_Provided records_
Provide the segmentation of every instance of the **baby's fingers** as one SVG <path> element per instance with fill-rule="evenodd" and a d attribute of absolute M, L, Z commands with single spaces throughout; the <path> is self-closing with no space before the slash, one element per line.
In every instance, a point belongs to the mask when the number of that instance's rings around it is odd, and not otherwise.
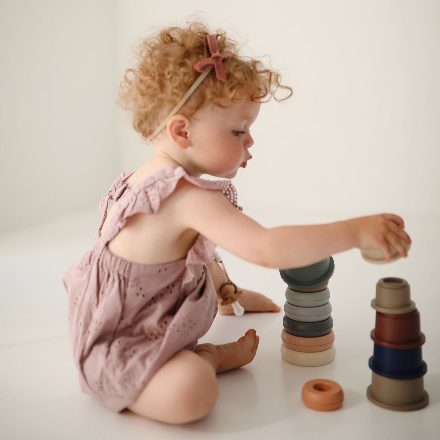
<path fill-rule="evenodd" d="M 390 230 L 397 235 L 400 240 L 403 240 L 407 245 L 411 244 L 412 242 L 411 238 L 407 233 L 406 231 L 392 222 L 389 223 L 389 225 Z M 403 245 L 402 245 L 402 246 L 403 246 Z"/>
<path fill-rule="evenodd" d="M 383 214 L 383 216 L 390 221 L 392 221 L 398 226 L 400 226 L 402 229 L 405 227 L 405 223 L 403 219 L 399 216 L 396 216 L 395 214 Z"/>
<path fill-rule="evenodd" d="M 408 253 L 401 238 L 396 234 L 390 233 L 387 237 L 389 243 L 392 246 L 402 257 L 407 257 Z M 390 255 L 390 258 L 391 257 Z M 386 260 L 388 261 L 388 260 Z"/>

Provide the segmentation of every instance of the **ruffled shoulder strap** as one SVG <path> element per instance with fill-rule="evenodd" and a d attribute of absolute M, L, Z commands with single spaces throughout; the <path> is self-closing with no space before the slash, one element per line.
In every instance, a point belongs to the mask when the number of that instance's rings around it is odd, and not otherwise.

_What is being asked_
Please retype all of the material above line for line with no changes, leaving out the pictures.

_Output for this exercise_
Provide the segmentation of every instance of the **baby's fingers** as one SVG <path> element per instance with fill-rule="evenodd" and a d attribute of absolute M, L, Z commands with single spaces throughout; the <path> is self-closing with no space before the slash, one element per line.
In every instance, a point belongs to the mask when the number of that instance's rings around it is odd, and not otherwise.
<path fill-rule="evenodd" d="M 390 230 L 397 235 L 400 240 L 403 240 L 407 245 L 411 244 L 412 242 L 411 238 L 407 233 L 406 231 L 392 222 L 389 223 L 389 225 Z M 403 245 L 402 245 L 402 246 L 403 246 Z"/>
<path fill-rule="evenodd" d="M 383 214 L 383 216 L 390 221 L 392 221 L 398 226 L 400 226 L 402 229 L 405 227 L 405 223 L 403 219 L 399 216 L 396 216 L 395 214 Z"/>
<path fill-rule="evenodd" d="M 408 253 L 401 238 L 396 234 L 390 233 L 387 237 L 389 243 L 392 246 L 402 257 L 407 257 Z M 390 255 L 390 258 L 391 257 Z M 386 260 L 388 261 L 388 260 Z"/>

Provide the segmentation of every instance of the **ruffled shoulder strap** as one SVG <path> element per instance with fill-rule="evenodd" and a d attribute of absolute M, L, Z commands with single spaces throughout; the <path> is self-closing with no space before the slash, one element per line.
In every instance, a point belongs to the mask when the number of that instance's rings around it is odd, and not otherwise.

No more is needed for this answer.